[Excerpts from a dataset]
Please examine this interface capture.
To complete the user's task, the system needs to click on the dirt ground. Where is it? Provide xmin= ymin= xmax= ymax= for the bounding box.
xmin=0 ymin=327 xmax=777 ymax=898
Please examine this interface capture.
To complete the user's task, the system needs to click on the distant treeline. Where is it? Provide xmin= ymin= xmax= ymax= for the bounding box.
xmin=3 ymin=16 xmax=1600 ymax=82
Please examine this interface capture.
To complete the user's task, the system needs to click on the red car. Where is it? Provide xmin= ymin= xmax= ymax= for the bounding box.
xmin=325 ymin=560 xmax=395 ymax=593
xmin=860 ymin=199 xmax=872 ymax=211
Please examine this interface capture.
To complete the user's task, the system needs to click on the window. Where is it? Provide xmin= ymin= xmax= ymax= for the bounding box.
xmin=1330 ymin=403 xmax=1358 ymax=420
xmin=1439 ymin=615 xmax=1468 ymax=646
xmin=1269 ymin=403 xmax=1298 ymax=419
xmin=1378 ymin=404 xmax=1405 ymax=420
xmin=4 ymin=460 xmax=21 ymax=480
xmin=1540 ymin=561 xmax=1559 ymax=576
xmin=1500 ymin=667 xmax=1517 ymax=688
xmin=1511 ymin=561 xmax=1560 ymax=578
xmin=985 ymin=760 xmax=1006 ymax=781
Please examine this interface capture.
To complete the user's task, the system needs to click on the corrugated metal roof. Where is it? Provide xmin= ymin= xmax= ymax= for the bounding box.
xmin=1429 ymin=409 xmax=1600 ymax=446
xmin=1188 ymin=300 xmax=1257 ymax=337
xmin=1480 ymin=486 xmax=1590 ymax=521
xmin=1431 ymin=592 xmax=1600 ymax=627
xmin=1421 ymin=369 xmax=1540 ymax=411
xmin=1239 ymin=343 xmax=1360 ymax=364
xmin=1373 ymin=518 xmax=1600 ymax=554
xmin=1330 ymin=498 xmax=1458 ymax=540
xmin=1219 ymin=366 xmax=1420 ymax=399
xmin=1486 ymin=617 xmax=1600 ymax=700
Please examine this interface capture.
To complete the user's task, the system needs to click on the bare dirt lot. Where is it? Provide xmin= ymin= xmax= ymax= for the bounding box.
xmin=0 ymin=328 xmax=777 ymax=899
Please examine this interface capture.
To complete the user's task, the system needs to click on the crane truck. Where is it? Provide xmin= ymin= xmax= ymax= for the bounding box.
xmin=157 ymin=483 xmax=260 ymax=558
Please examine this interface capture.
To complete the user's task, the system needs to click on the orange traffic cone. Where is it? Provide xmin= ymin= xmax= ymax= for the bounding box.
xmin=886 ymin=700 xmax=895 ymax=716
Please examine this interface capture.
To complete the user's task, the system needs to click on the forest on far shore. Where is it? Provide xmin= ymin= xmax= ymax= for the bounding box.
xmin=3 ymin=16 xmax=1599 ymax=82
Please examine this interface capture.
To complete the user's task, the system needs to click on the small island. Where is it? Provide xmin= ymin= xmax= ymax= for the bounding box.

● Task brief:
Return the records given above in their entirety, word for word.

● Answer space:
Please examine this interface capture.
To complete the user's task, the system needs to click on the dirt ground. Where is it? Provide xmin= ymin= xmax= ymax= for the bounding box.
xmin=0 ymin=327 xmax=777 ymax=898
Please examine this interface capture.
To complete the user's task, the system needs to click on the distant treeline. Where is it? Provide xmin= ymin= xmax= ymax= for the bounding box.
xmin=3 ymin=16 xmax=1600 ymax=82
Please examine this interface capture.
To complete the user's task, the system needs to click on the red car. Where is it? Provide xmin= ymin= xmax= ymax= for the bounding box.
xmin=325 ymin=560 xmax=395 ymax=593
xmin=860 ymin=199 xmax=872 ymax=211
Please examine this interface capture.
To complete the user's task, the system needs to click on the window. Where is it? Provide xmin= ymin= xmax= ymax= for the bounding box.
xmin=1330 ymin=403 xmax=1358 ymax=420
xmin=1439 ymin=615 xmax=1468 ymax=646
xmin=1269 ymin=403 xmax=1298 ymax=419
xmin=1378 ymin=404 xmax=1405 ymax=420
xmin=4 ymin=460 xmax=21 ymax=480
xmin=1540 ymin=561 xmax=1559 ymax=576
xmin=1500 ymin=667 xmax=1517 ymax=688
xmin=1511 ymin=561 xmax=1560 ymax=578
xmin=985 ymin=760 xmax=1006 ymax=781
Please examine this interface capture.
To complete the user's task, the system needs to click on the corrugated metal roof. Where is it? Provide xmin= ymin= xmax= ymax= for the bounding box.
xmin=1429 ymin=409 xmax=1600 ymax=446
xmin=1188 ymin=300 xmax=1257 ymax=337
xmin=1480 ymin=486 xmax=1590 ymax=521
xmin=1431 ymin=592 xmax=1600 ymax=627
xmin=1421 ymin=369 xmax=1540 ymax=411
xmin=1239 ymin=343 xmax=1360 ymax=364
xmin=1373 ymin=518 xmax=1600 ymax=554
xmin=1330 ymin=498 xmax=1458 ymax=540
xmin=1219 ymin=366 xmax=1420 ymax=399
xmin=1486 ymin=617 xmax=1600 ymax=700
Please examine this interface capture.
To complete the user's task, the system needs to click on the bare dirt lot. Where is it? Provide xmin= ymin= xmax= ymax= for the bounding box.
xmin=0 ymin=328 xmax=777 ymax=899
Please examine this interface capture.
To complete the user's task, the system needs to click on the crane truck. Where is it? Provide xmin= ymin= xmax= ymax= for the bounding box.
xmin=157 ymin=483 xmax=260 ymax=558
Please examine this interface capture.
To complete the user's task, the system needs to click on the orange traffic cone. Where is it? Provide xmin= ymin= xmax= ymax= for the bounding box.
xmin=886 ymin=700 xmax=895 ymax=716
Please examine this interface capture.
To complete the user's task, the system needs to click on the forest on far shore. Where is it? Provide xmin= ymin= xmax= ymax= for the bounding box.
xmin=3 ymin=16 xmax=1599 ymax=82
Please examine this interface capture.
To complete the user's task, the system needs to click on the small island. Where is it? Provide xmin= ymin= xmax= ymax= for the bounding box.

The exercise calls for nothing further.